* Exercise aim
Task for the records below: count the lines that contain the word "wall" and give only that number.

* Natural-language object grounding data
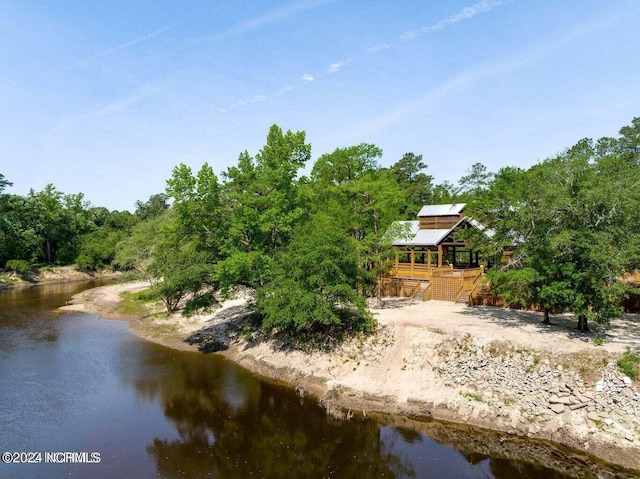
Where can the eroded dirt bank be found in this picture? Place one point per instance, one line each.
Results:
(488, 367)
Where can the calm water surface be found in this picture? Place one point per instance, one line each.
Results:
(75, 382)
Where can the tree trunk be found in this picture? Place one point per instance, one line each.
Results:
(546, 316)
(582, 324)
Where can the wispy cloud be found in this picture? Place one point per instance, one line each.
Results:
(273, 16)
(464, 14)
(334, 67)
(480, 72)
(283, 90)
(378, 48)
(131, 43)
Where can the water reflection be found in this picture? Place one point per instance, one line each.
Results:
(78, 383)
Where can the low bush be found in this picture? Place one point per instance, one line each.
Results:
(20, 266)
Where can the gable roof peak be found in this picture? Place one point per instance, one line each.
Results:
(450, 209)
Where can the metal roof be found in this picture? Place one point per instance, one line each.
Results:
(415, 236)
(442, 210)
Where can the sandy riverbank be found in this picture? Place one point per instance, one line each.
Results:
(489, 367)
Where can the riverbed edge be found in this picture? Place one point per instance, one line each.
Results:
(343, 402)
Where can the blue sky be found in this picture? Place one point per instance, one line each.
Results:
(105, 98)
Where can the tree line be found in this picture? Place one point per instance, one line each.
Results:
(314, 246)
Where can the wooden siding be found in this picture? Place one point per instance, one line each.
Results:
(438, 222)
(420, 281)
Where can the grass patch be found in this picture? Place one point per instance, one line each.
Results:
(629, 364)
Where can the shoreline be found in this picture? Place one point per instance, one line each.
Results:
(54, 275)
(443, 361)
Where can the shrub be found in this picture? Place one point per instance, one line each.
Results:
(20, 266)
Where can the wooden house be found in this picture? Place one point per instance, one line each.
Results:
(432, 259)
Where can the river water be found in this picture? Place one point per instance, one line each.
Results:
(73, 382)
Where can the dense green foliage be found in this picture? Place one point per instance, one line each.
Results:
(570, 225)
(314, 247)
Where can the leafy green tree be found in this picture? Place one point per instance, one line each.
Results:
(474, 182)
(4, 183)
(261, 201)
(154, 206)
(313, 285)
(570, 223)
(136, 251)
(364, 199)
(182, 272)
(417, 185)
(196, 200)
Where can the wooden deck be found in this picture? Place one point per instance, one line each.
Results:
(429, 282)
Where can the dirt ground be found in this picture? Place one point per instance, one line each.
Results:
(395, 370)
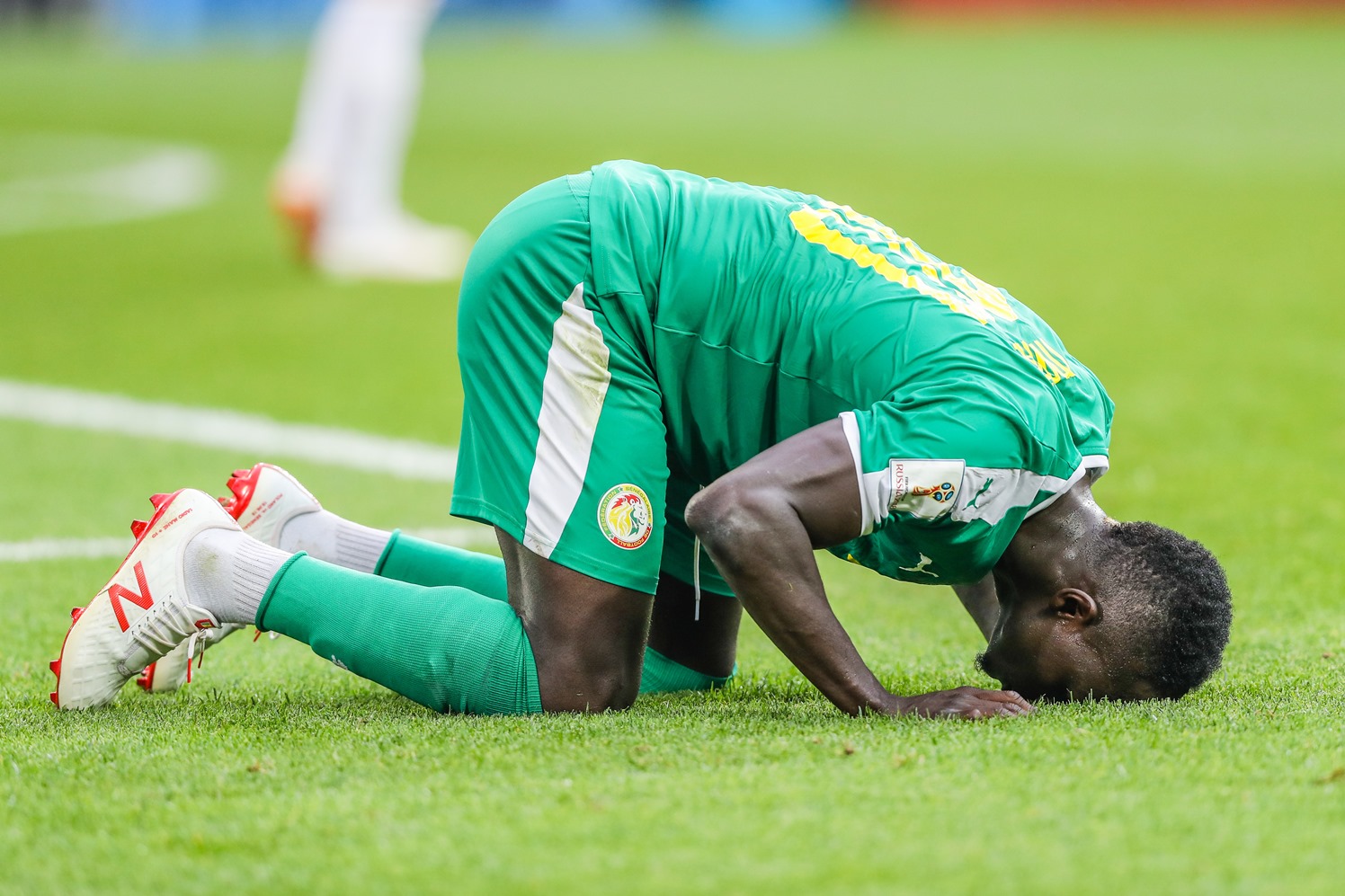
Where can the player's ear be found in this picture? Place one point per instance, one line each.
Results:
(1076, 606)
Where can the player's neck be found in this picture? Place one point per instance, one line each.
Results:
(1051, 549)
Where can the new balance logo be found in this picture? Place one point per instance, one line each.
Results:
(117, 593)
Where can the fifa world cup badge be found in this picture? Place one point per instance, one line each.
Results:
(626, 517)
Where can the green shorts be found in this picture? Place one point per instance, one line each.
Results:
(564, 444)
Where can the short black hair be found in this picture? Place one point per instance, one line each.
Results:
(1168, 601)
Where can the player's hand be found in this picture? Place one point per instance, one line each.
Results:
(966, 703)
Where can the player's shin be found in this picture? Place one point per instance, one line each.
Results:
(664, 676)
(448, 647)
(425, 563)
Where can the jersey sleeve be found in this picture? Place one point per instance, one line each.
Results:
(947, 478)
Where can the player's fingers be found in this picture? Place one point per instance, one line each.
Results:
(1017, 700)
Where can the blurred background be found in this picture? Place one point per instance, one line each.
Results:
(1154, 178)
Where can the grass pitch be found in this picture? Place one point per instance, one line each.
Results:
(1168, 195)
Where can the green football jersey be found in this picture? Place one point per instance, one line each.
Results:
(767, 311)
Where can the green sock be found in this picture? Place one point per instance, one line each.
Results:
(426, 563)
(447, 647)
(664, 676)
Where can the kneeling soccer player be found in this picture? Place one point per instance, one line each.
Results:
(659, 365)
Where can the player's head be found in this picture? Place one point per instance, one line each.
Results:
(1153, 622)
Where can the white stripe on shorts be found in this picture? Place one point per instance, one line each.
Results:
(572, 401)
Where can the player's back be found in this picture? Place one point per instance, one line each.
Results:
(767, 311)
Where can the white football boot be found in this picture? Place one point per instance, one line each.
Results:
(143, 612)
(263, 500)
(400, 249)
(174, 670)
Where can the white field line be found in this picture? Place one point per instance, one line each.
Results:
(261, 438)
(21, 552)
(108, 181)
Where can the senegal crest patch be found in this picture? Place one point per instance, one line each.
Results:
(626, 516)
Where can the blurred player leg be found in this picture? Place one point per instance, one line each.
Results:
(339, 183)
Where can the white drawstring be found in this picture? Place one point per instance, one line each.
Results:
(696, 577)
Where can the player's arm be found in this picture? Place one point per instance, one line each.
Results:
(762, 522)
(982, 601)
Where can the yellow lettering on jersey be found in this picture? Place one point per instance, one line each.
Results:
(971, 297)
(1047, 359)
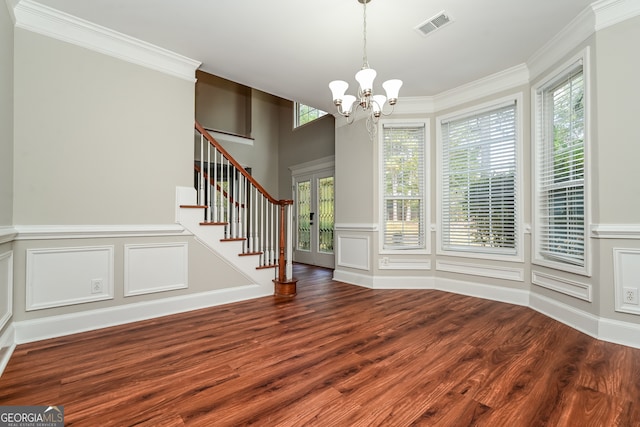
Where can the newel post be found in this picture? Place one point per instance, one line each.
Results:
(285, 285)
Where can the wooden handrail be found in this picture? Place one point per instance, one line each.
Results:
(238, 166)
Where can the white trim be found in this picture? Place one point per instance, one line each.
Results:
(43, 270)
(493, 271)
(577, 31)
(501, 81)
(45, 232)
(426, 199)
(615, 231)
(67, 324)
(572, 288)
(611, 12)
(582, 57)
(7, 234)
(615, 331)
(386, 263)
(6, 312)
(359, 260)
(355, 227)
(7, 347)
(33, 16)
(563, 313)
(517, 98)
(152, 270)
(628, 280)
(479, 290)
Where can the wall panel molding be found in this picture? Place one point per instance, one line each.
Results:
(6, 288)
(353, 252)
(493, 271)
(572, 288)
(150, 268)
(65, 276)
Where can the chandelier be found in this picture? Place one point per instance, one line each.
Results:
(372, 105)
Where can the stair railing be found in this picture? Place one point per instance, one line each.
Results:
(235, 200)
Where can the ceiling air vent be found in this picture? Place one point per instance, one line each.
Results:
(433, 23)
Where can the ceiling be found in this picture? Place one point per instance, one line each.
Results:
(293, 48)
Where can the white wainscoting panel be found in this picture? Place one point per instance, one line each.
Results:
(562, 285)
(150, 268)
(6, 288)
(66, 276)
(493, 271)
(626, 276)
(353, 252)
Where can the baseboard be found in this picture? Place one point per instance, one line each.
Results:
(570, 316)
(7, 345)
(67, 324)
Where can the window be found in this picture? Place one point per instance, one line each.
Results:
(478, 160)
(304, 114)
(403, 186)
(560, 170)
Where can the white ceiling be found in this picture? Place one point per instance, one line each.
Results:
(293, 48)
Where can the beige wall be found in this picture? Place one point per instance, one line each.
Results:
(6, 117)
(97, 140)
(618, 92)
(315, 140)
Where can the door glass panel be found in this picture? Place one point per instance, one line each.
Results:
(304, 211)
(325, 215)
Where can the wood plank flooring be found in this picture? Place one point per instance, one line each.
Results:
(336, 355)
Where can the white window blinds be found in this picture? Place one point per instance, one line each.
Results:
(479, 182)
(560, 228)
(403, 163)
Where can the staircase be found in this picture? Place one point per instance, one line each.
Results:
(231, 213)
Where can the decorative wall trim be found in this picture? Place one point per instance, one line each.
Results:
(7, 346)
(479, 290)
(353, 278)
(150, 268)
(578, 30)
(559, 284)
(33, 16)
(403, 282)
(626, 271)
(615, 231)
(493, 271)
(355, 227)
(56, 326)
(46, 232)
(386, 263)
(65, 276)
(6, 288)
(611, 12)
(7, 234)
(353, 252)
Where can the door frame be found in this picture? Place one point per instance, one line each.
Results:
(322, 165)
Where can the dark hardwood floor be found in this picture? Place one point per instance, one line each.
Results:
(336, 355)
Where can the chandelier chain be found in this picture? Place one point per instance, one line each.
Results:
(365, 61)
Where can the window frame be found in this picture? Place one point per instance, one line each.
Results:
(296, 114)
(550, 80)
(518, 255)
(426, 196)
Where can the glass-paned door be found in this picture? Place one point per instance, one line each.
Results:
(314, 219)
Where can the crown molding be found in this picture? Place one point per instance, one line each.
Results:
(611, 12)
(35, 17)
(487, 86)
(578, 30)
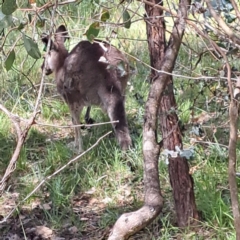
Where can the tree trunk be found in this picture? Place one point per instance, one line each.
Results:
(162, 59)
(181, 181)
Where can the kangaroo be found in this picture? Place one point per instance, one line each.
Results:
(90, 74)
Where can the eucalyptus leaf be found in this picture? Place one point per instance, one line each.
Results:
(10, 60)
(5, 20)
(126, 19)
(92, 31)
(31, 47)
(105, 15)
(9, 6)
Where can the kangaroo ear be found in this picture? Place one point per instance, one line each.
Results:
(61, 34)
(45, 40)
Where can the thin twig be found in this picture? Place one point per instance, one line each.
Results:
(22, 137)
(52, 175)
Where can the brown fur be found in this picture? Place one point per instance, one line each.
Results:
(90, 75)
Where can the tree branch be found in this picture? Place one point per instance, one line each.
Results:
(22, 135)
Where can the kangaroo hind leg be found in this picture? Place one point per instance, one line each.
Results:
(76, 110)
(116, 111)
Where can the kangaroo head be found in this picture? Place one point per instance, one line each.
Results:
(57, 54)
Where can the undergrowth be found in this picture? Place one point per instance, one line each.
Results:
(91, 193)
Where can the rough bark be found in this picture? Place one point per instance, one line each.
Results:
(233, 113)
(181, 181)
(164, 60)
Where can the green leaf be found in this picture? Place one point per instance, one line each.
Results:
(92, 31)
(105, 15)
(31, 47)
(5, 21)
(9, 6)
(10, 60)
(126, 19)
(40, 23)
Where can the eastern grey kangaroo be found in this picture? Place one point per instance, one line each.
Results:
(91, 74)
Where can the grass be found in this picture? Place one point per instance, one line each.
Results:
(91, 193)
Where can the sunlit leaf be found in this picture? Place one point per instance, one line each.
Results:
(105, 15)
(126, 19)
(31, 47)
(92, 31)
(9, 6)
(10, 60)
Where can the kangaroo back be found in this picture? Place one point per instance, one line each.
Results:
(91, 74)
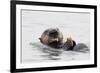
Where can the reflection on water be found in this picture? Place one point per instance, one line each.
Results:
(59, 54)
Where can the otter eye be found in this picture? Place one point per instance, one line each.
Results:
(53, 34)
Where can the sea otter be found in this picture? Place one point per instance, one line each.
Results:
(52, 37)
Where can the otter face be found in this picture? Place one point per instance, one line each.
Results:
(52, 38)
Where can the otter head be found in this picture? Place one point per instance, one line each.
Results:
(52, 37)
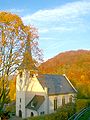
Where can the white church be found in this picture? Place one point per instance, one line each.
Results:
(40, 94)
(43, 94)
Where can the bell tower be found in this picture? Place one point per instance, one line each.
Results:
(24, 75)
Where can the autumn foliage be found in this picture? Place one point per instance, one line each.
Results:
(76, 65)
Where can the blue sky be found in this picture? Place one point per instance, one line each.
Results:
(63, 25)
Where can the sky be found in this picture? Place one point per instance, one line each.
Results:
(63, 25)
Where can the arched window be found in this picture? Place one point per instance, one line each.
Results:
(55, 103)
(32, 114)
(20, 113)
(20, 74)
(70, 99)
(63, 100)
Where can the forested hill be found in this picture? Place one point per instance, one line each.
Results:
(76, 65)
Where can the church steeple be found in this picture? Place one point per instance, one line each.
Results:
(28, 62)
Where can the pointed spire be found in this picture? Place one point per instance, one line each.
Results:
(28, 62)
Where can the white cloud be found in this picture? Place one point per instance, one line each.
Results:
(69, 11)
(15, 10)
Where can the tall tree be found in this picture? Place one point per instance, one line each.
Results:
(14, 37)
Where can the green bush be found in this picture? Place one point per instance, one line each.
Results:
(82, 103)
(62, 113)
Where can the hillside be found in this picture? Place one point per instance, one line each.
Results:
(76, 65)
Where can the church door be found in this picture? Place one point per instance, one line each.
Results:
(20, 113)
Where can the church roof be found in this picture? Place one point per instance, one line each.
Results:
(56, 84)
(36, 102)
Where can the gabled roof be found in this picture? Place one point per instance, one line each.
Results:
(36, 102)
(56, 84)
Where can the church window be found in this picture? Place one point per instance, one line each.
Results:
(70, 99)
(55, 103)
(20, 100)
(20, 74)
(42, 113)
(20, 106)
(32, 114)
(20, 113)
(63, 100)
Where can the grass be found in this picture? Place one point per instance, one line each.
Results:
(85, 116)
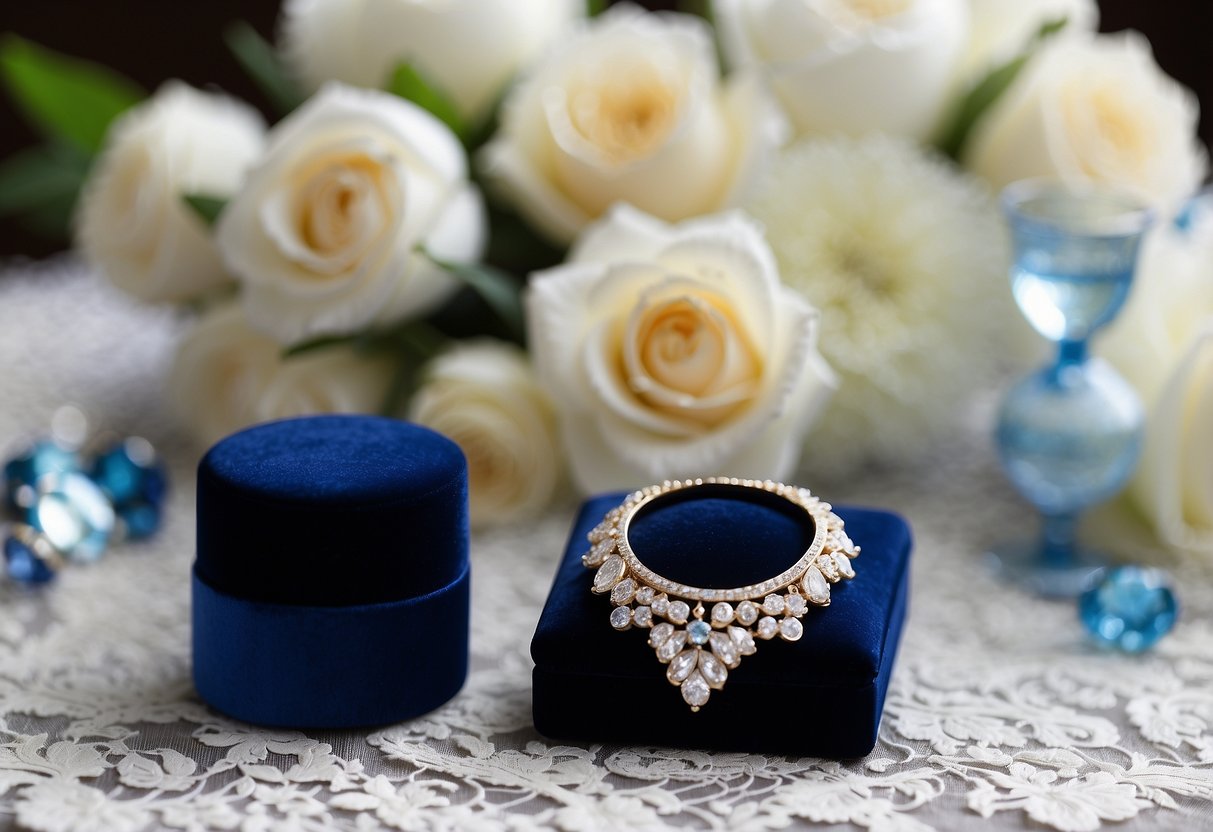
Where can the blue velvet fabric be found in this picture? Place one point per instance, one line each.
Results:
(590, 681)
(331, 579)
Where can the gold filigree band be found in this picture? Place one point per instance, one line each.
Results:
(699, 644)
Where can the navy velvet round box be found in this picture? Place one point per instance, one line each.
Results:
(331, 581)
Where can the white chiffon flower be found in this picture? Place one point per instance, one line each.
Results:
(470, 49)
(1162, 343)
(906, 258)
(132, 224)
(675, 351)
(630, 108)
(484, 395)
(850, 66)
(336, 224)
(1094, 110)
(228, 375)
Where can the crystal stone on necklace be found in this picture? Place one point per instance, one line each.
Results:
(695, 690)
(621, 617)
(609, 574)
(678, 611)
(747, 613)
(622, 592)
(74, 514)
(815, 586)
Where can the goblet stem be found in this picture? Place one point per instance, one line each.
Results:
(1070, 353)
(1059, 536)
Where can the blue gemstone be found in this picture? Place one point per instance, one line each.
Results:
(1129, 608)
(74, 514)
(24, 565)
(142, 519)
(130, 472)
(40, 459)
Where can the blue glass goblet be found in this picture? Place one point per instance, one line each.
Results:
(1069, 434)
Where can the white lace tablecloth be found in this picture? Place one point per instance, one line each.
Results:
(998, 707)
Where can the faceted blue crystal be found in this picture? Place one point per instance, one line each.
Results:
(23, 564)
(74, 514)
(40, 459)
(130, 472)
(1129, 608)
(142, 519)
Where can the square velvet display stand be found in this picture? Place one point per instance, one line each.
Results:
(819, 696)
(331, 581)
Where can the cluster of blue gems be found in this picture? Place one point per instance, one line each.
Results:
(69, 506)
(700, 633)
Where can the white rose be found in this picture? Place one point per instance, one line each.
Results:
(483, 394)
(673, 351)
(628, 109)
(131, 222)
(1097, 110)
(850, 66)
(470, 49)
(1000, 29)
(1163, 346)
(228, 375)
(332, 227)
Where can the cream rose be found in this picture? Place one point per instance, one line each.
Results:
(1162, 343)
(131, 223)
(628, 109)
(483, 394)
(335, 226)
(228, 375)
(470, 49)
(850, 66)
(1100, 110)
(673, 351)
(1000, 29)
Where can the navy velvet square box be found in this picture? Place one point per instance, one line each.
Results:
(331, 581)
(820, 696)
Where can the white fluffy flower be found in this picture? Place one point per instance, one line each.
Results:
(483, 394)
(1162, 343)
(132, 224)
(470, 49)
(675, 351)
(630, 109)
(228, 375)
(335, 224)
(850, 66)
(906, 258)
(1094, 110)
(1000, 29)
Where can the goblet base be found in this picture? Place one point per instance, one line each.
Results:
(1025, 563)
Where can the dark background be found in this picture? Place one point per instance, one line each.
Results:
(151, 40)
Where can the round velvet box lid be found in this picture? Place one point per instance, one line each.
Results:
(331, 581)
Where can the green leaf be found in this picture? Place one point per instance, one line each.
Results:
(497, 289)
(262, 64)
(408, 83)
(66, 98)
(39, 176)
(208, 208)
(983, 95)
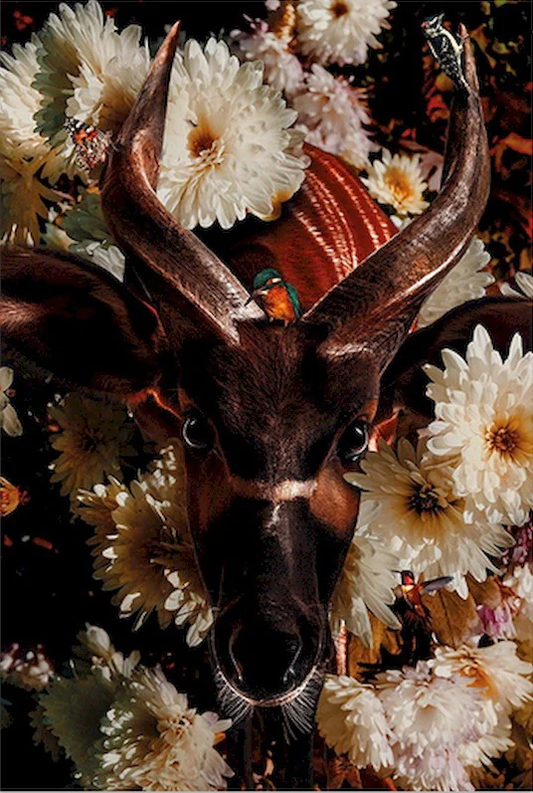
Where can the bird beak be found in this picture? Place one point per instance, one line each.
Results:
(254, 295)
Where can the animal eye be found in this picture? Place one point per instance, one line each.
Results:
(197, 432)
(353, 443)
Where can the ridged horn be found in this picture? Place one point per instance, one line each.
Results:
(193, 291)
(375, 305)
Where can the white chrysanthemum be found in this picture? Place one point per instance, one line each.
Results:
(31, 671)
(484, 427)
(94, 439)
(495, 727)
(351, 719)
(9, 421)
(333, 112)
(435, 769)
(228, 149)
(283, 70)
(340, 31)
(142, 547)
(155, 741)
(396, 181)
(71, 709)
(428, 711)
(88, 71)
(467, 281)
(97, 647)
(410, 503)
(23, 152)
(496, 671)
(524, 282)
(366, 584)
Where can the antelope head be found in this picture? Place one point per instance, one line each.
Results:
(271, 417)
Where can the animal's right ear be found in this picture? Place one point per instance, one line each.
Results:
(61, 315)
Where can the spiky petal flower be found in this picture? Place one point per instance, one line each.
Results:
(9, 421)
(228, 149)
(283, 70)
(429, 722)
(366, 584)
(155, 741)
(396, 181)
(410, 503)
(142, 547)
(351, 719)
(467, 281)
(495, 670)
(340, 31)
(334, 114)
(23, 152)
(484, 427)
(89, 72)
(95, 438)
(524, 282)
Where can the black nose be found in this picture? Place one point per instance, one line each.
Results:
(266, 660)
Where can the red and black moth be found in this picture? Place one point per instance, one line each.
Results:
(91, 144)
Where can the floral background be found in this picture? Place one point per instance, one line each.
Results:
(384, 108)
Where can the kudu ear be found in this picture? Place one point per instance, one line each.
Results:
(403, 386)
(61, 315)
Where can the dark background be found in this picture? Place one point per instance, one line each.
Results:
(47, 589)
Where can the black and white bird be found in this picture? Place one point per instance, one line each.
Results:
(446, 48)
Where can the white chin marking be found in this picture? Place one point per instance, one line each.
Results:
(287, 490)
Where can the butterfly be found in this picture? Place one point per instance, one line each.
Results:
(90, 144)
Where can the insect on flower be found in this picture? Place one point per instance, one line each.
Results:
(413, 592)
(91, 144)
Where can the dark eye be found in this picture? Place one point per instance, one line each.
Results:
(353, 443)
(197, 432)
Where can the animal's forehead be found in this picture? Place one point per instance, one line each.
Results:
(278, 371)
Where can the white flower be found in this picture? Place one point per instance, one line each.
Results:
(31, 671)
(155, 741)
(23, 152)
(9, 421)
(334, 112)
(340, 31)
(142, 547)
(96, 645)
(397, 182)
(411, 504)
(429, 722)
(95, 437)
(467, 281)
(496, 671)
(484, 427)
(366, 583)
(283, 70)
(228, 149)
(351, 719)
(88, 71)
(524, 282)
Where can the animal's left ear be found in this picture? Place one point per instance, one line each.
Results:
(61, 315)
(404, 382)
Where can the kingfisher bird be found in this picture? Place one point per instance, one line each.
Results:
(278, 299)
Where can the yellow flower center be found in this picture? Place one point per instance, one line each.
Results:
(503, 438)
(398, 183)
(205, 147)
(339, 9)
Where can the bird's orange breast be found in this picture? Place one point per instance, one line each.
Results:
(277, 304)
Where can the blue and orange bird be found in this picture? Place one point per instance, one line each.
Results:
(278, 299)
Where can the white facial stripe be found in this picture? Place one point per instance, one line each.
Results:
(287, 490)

* Written response
3